■ Task instructions
Once the line containing "Target: apartment building" is found, return it and every line that follows, up to and including the final line of the material, exactly as written.

■ Study material
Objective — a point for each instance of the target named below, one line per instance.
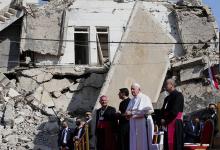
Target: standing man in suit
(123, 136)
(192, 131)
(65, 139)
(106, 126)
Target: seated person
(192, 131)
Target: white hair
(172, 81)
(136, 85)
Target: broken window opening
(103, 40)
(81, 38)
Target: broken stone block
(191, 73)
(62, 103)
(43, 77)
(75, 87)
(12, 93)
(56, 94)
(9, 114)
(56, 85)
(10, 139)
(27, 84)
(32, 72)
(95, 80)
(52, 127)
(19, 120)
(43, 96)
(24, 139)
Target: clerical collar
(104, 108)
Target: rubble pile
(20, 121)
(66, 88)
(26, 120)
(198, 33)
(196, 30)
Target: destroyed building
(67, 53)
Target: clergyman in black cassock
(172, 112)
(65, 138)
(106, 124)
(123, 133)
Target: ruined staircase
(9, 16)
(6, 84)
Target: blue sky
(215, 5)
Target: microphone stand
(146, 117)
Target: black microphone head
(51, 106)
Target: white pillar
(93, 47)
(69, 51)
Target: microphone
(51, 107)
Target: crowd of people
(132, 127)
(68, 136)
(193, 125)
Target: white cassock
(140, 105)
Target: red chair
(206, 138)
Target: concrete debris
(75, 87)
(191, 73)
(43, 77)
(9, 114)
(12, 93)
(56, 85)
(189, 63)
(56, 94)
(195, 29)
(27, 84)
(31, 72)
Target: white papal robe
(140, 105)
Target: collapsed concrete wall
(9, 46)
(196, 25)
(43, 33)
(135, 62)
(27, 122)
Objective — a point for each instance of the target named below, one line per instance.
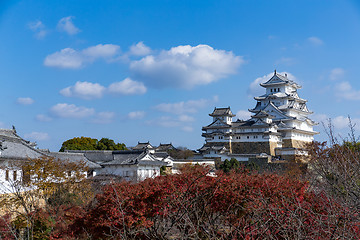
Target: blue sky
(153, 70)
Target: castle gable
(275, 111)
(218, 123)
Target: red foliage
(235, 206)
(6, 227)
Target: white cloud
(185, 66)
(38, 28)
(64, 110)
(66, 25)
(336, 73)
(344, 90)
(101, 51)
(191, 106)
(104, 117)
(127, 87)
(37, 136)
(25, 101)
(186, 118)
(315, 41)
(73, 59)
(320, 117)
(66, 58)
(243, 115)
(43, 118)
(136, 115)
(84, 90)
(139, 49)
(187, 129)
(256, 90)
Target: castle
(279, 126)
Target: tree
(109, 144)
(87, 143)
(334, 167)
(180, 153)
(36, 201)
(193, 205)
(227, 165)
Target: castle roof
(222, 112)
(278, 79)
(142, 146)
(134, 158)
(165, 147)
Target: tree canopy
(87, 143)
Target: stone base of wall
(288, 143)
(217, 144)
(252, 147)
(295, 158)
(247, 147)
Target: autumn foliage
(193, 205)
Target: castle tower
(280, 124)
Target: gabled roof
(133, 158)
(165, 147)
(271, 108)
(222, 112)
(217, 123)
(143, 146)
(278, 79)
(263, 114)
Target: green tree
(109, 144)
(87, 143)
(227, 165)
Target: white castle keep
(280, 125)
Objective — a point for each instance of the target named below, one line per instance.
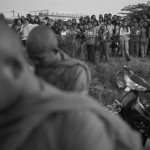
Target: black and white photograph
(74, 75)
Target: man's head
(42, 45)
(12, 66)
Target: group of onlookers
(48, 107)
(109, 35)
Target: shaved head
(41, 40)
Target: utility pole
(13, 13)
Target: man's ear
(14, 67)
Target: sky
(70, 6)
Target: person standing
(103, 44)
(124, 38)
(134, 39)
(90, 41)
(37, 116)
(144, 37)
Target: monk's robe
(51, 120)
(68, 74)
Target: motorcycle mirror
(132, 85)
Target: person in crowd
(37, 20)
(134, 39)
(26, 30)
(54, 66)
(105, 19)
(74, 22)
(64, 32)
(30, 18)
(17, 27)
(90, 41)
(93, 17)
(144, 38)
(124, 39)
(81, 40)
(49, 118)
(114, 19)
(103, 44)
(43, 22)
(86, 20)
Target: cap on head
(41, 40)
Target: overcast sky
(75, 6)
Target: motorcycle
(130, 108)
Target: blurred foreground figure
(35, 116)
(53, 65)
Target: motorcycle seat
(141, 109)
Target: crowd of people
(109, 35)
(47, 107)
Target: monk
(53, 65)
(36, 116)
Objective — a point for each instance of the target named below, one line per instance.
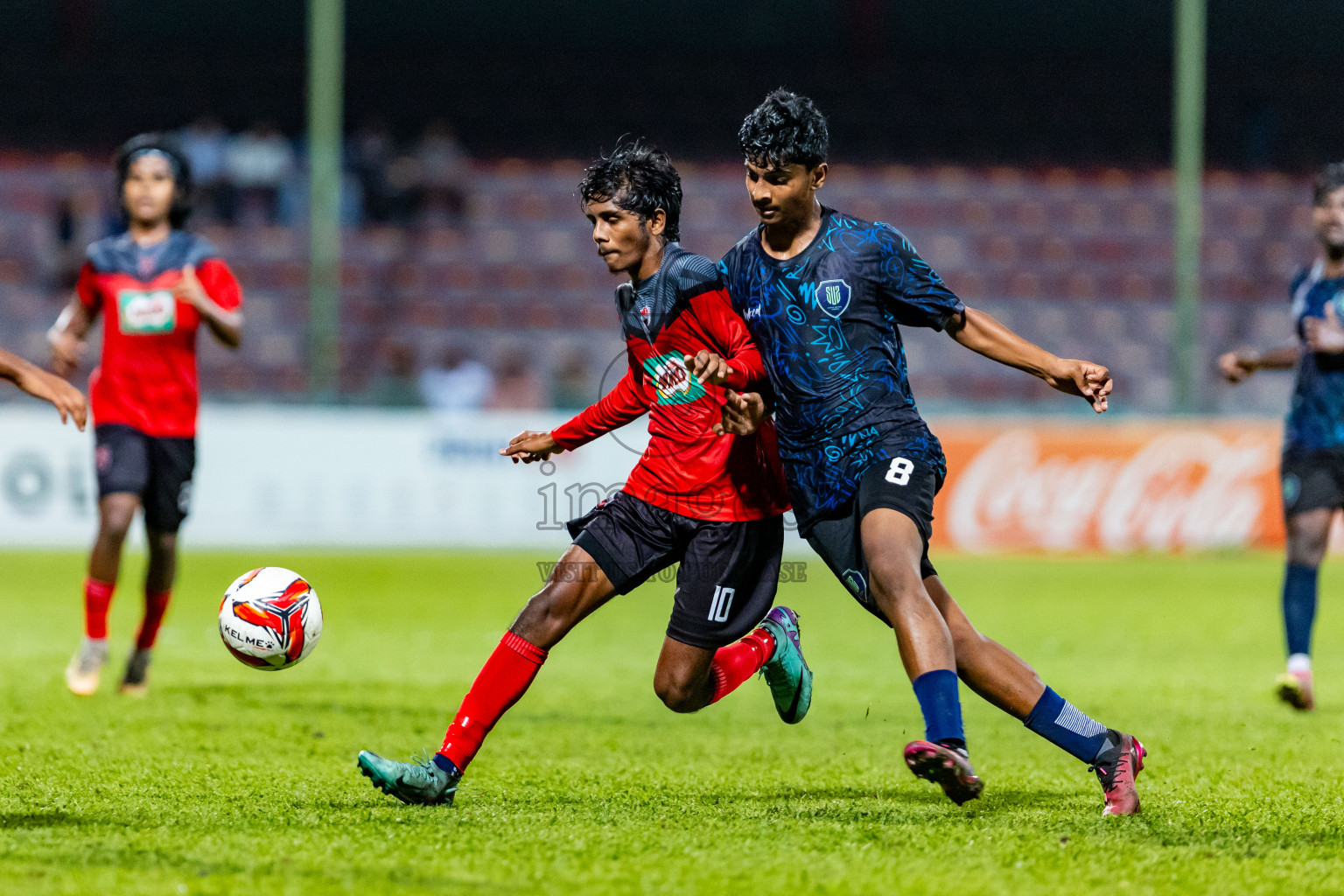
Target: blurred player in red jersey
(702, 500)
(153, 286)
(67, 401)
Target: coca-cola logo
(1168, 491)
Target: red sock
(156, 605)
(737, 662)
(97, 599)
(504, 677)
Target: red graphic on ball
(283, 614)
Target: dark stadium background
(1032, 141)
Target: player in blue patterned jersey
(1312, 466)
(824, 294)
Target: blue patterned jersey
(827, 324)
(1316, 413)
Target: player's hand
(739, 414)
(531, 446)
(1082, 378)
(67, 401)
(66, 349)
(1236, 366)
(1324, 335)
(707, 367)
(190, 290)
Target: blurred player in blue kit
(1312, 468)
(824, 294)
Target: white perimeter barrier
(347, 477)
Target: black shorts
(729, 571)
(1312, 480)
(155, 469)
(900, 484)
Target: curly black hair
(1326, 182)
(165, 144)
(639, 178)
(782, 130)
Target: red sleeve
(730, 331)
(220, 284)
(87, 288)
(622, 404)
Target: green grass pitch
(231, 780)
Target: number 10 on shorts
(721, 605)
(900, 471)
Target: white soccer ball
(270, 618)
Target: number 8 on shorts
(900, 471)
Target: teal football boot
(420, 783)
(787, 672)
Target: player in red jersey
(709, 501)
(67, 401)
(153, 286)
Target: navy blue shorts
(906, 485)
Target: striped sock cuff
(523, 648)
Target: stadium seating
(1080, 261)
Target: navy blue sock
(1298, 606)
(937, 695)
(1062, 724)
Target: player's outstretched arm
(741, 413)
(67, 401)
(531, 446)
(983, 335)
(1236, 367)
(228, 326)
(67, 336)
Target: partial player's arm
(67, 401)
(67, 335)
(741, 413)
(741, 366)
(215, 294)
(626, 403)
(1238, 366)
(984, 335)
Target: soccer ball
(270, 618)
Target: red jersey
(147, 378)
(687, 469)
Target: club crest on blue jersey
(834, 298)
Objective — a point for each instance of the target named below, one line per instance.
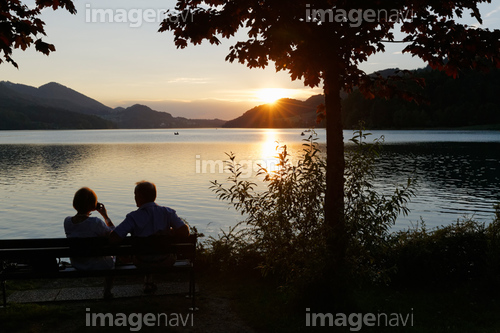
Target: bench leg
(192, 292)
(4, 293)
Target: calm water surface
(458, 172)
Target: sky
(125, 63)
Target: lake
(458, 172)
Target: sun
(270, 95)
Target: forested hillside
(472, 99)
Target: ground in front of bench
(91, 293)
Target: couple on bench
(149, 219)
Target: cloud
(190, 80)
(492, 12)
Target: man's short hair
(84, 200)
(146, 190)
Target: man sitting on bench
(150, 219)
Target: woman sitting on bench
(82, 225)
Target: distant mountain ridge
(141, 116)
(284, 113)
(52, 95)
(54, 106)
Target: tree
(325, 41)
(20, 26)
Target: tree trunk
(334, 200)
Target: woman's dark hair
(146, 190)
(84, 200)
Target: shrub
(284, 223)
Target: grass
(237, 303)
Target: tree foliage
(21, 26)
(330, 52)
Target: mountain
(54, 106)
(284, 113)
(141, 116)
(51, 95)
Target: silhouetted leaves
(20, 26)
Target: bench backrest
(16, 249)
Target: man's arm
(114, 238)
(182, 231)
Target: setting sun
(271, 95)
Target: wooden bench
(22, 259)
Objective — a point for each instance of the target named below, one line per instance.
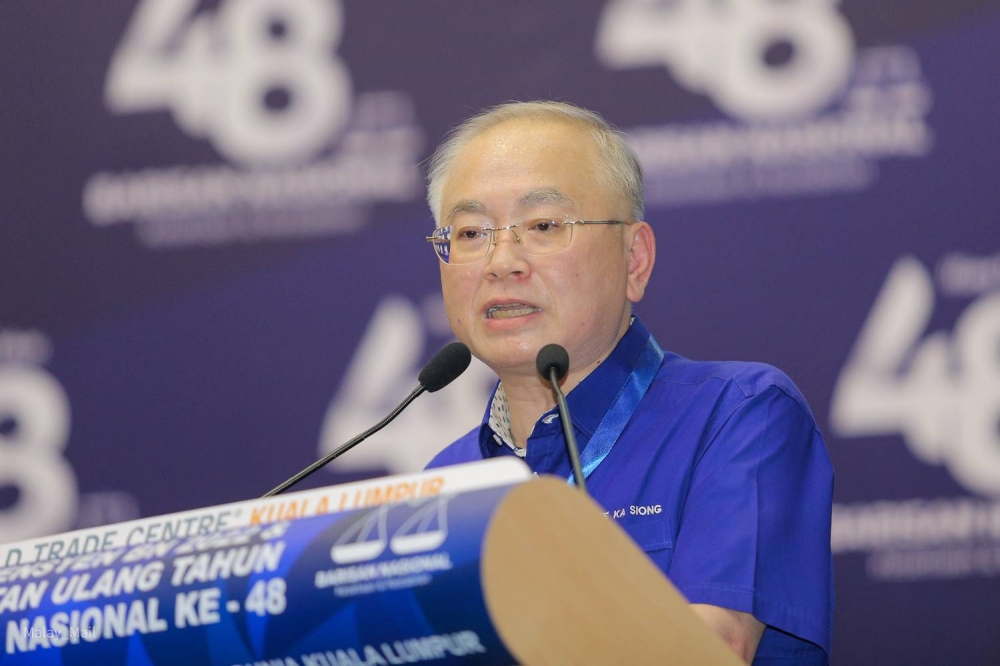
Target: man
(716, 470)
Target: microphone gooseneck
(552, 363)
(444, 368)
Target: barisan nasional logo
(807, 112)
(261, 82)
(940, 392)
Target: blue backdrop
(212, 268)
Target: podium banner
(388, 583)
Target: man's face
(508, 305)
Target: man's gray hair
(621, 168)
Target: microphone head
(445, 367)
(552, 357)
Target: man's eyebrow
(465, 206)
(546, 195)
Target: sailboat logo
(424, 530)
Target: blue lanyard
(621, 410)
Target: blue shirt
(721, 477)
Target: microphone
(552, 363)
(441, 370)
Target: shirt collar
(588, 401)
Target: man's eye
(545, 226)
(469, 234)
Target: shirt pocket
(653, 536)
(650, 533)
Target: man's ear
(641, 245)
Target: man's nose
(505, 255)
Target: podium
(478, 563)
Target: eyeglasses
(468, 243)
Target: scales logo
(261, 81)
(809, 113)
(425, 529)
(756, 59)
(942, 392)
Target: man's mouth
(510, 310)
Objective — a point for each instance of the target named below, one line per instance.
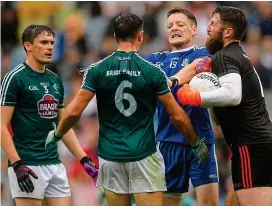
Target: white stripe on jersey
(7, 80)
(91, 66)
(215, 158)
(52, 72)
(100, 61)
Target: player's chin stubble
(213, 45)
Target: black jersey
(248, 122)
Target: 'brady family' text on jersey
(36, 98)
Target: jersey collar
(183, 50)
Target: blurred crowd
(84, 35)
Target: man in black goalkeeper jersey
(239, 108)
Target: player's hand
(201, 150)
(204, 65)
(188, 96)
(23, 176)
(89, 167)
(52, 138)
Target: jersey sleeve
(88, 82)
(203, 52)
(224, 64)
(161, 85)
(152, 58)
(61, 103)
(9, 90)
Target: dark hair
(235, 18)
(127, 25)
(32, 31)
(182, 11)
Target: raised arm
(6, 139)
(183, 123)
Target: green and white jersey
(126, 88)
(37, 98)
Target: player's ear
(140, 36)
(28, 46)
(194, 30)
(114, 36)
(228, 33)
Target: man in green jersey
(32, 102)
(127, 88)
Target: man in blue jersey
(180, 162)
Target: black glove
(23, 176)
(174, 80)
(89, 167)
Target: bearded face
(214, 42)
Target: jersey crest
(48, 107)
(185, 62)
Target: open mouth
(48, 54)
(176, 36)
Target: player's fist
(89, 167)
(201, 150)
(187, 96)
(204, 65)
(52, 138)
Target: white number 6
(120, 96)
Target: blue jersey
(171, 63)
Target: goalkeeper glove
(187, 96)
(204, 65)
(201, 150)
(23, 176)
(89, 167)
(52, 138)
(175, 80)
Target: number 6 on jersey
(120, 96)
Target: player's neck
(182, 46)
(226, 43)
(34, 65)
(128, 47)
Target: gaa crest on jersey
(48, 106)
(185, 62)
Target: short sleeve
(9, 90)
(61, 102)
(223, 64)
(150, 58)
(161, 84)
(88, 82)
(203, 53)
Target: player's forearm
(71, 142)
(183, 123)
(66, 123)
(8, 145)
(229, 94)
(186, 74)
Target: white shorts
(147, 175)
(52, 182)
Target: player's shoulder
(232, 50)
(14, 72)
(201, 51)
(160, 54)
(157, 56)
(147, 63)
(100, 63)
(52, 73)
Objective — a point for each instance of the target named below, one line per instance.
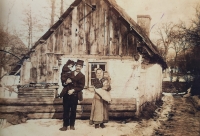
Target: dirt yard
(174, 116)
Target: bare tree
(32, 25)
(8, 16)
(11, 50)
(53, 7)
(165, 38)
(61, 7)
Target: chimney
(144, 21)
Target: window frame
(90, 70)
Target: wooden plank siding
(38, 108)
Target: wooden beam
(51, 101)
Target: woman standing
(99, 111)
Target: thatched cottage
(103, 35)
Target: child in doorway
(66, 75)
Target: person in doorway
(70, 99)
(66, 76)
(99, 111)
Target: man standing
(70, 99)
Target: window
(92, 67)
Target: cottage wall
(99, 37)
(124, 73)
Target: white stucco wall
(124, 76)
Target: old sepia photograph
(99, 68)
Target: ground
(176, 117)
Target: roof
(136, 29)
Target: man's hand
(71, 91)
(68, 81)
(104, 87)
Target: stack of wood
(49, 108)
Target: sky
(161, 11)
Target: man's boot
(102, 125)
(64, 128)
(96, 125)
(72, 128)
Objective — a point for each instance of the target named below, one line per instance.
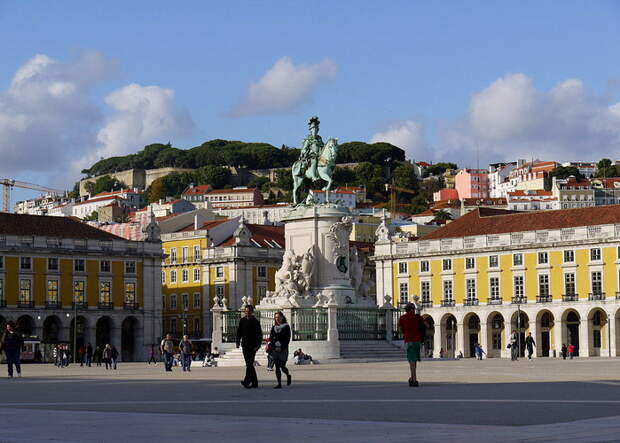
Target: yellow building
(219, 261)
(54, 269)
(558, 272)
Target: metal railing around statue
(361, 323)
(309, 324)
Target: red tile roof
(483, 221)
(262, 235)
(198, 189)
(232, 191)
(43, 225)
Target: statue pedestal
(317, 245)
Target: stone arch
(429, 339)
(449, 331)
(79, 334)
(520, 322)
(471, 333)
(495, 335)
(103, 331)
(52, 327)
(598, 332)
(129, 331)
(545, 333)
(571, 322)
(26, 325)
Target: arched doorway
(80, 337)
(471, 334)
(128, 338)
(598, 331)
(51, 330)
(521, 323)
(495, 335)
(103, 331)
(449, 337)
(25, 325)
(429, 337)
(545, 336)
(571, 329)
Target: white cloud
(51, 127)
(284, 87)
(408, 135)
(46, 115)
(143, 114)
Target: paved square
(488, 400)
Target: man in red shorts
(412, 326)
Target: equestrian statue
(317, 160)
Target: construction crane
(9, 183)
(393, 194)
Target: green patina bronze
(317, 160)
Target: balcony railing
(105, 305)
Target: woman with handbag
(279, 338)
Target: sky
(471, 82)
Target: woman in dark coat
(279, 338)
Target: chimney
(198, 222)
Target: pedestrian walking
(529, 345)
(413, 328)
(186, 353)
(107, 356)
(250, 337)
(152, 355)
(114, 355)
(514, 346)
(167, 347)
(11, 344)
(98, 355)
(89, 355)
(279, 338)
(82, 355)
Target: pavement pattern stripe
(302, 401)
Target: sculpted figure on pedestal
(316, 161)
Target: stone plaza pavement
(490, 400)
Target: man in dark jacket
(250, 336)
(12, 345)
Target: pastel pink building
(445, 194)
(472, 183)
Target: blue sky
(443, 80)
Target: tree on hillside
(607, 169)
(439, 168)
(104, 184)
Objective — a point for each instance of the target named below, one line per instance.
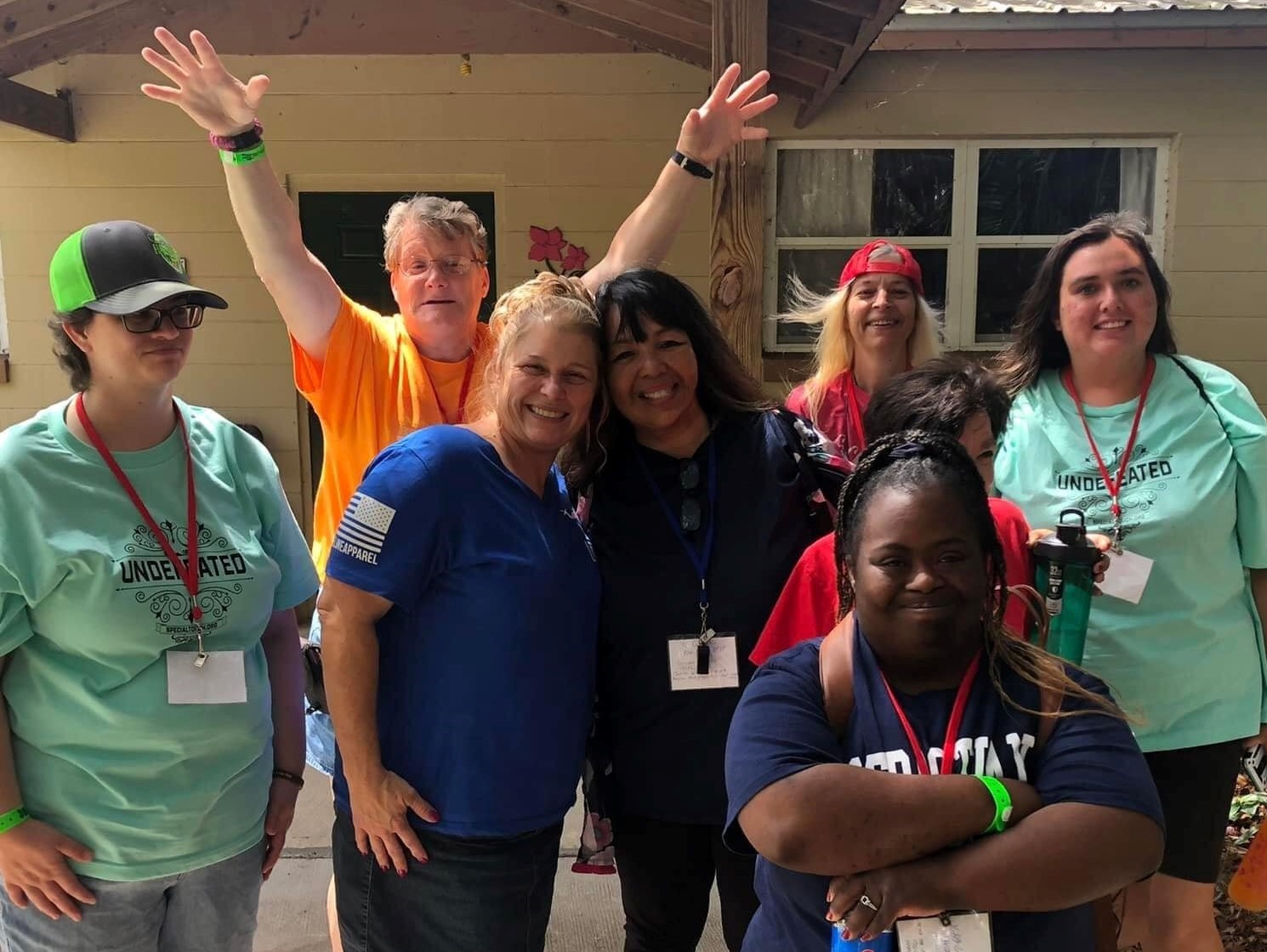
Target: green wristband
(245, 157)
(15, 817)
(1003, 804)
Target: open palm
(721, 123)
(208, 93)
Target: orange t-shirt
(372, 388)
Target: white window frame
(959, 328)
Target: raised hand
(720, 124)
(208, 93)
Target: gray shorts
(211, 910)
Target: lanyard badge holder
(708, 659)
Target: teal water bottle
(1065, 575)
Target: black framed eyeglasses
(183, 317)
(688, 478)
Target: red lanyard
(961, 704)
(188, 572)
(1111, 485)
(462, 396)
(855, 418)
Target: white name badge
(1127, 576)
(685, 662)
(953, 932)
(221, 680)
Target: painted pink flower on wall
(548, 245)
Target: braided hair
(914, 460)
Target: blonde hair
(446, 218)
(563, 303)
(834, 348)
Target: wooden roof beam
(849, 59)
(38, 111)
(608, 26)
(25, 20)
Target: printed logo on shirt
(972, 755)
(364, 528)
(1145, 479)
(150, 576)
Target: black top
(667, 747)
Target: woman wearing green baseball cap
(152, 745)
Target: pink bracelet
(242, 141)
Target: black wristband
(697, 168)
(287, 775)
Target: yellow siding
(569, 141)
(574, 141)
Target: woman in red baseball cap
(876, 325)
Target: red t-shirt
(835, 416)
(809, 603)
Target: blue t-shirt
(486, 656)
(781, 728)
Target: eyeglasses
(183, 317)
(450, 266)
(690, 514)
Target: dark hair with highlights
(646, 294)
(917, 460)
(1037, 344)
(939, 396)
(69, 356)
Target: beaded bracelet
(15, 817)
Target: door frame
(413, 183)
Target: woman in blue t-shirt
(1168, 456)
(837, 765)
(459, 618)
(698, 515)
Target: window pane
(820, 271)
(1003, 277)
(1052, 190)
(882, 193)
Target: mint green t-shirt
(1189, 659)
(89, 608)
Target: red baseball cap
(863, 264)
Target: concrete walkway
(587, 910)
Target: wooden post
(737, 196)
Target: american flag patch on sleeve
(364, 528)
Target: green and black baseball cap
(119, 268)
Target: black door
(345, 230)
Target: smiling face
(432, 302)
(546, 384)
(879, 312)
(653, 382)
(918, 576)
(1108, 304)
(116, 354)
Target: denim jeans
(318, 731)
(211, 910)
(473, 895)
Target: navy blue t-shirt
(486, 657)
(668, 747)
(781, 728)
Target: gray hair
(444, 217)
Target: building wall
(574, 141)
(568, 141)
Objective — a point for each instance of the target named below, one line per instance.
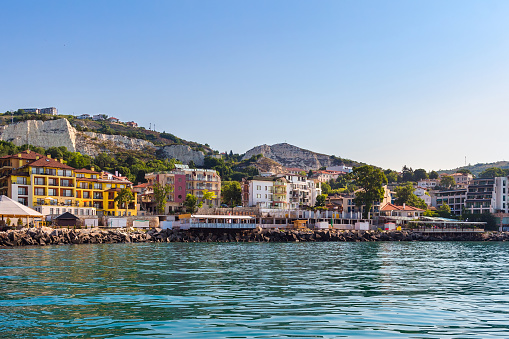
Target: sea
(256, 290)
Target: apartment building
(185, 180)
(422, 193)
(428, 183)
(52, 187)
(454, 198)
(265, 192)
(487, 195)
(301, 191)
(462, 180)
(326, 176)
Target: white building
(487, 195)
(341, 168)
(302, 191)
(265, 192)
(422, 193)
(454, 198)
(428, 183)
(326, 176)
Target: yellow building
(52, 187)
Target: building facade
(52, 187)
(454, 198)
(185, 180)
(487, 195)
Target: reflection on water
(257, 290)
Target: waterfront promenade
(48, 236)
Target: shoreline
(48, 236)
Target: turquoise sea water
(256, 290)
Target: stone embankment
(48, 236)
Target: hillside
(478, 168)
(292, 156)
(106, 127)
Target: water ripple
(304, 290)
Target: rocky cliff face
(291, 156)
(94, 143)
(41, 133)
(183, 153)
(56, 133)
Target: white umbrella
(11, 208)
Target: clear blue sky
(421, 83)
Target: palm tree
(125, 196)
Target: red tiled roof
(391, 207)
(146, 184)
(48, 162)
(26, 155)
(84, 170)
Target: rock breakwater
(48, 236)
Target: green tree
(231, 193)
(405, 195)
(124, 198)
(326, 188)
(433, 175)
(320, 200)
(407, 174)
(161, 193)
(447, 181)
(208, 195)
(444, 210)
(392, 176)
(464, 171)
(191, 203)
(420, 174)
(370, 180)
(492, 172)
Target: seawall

■ Solution to this exercise
Target: apartment building
(185, 180)
(422, 193)
(428, 183)
(52, 187)
(454, 198)
(265, 192)
(487, 195)
(301, 191)
(462, 180)
(326, 176)
Target: white building
(487, 195)
(341, 168)
(302, 191)
(265, 192)
(422, 193)
(454, 198)
(428, 183)
(326, 176)
Target: yellow building
(52, 187)
Target: building facade
(52, 187)
(454, 198)
(185, 180)
(487, 195)
Target: reflection on water
(257, 290)
Target: waterfront promenade
(48, 236)
Target: shoreline
(48, 236)
Target: turquoise sea water
(256, 290)
Target: stone embankment
(48, 236)
Target: hillside
(478, 168)
(292, 156)
(106, 127)
Target: water ripple
(304, 290)
Target: rocky cliff face
(291, 156)
(94, 143)
(41, 133)
(183, 153)
(56, 133)
Target: white umbrella
(11, 208)
Target: clear blue sky
(421, 83)
Target: palm tree
(125, 196)
Target: red tiled roof
(391, 207)
(146, 184)
(48, 162)
(26, 155)
(84, 170)
Target: rock breakwater
(48, 236)
Target: green tree
(231, 193)
(405, 195)
(124, 198)
(326, 188)
(433, 175)
(320, 200)
(407, 174)
(161, 193)
(447, 181)
(208, 195)
(444, 210)
(392, 176)
(464, 171)
(191, 203)
(420, 174)
(370, 180)
(492, 172)
Target: seawall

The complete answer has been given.